- **Work instructions**: Reproduce every line of the records below word for word.

- **The data**:
>> start

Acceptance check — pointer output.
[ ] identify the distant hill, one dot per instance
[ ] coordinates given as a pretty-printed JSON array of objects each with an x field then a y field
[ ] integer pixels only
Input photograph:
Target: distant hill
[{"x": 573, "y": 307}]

>> end

- **Solution**:
Acceptance check — pointer output.
[ ] identify the distant hill, one dot per instance
[ ] coordinates given as a pretty-printed JSON array of objects each with an x field then a y field
[ ] integer pixels only
Input photograph:
Target: distant hill
[{"x": 573, "y": 307}]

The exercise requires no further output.